(Beginning of SOURCE PASSAGE)

Opera by Tobias Picker

An American Tragedy is an opera in two acts composed by Tobias Picker, with a libretto by Gene Scheer. This was Picker's fourth opera, written four years after the debut of Thérèse Raquin (also composed with Scheer). Based on the 1925 Theodore Dreiser novel, An American Tragedy, the opera was commissioned by the Metropolitan Opera, and premiered in New York City on December 2, 2005.

It received its West Coast premiere by the Santa Monica College Opera Theater in 2010, and was produced at the Glimmerglass Festival in 2014.

== Roles ==

| Role | Voice | Premier Cast, 2005 (Conductor: James Conlon) |
|---|---|---|
| Roberta Alden | Soprano | Patricia Racette |
| Sondra Finchley | Mezzo-Soprano | Susan Graham |
| Clyde Griffiths | Baritone | Nathan Gunn |
| Elvira Griffiths | Mezzo-Soprano | Dolora Zajick |
| Elizabeth Griffiths | Mezzo-Soprano | Jennifer Larmore |
| Bella Griffiths | Soprano | Jennifer Aylmer |
| Samuel Griffiths | Tenor | Kim Begley |
| Gilbert Griffiths | Tenor | William Burden |
| Orville Mason | Baritone | Richard Bernstein |
| Grace Marr | Soprano | Clare Gormley |
| Young Clyde | Boy Soprano | Graham Phillips |
| Hortense | Soprano | Anna Christy |

== Synopsis ==
This has been described as a progressive drama of temptation, responsibility, and faith. Clyde Griffiths, son of a Midwestern missionary, is a young man working as a bellhop in Chicago, where he flirts with young society women. He relocates to New York upon being offered a position in his Uncle Samuel's shirt factory. Wasting no time, he pursues one of the young workers there, Roberta Alden, after being warned not to by fellow workers. Clyde quickly moves on to a new love interest in Sondra Finchley. Before long, Clyde is juggling Roberta and Sondra, but Roberta soon confides that she is pregnant. Clyde believes his true love is Sondra, and feels resentful of Roberta, who hopes to marry him. Clyde schemes to rid himself of the burden of an unwanted lover with a child on the way.

== Note from the composer ==
"Based on a true story, Theodore Dreiser's novel An American Tragedy is one literature's great, universal subjects. The central character Clyde Griffiths is Everyman, and his dilemma is at the heart of the American experience, then as well as now. The people upon whom Dreiser's characters were based also echo throughout the pages of the entire opera. They are the haunting spirits that made the story and the writing of the music 'real' for me. The heart-breaking hand-written letters of Grace Brown, the tragic real life factory worker Dreiser brings us so painfully close to, inspired me to give them song as they are projected onto the stage in all their endless optimism and sorrow."

(End of SOURCE PASSAGE)
(Beginning of RECORDED INFORMATION)

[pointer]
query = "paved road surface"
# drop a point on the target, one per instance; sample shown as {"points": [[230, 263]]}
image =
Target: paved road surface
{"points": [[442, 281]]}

(End of RECORDED INFORMATION)
(Beginning of RECORDED INFORMATION)

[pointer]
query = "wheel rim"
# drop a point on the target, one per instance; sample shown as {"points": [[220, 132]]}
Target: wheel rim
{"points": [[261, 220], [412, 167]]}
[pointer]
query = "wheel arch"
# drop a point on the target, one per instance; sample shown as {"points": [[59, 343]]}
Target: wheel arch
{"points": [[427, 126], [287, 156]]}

(End of RECORDED INFORMATION)
(Beginning of RECORDED INFORMATION)

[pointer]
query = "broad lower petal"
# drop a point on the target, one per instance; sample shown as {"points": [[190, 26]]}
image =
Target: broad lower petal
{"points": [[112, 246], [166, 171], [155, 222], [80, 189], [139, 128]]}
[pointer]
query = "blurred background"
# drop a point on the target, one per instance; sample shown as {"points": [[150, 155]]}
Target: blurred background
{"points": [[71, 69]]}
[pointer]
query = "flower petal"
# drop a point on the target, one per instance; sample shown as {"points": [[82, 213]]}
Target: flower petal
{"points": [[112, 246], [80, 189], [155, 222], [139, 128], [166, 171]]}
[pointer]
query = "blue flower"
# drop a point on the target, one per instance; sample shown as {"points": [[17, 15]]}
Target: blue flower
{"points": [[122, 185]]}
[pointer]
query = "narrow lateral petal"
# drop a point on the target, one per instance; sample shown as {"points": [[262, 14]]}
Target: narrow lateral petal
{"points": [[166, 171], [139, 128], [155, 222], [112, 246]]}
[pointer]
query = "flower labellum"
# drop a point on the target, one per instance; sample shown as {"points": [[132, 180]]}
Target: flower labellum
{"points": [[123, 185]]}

(End of RECORDED INFORMATION)

## TASK DETAILS
From the article on the opera An American Tragedy, return word for word the part that opens with the words containing "Opera by Tobias" and closes with "December 2, 2005.".

## ANSWER SECTION
Opera by Tobias Picker

An American Tragedy is an opera in two acts composed by Tobias Picker, with a libretto by Gene Scheer. This was Picker's fourth opera, written four years after the debut of Thérèse Raquin (also composed with Scheer). Based on the 1925 Theodore Dreiser novel, An American Tragedy, the opera was commissioned by the Metropolitan Opera, and premiered in New York City on December 2, 2005.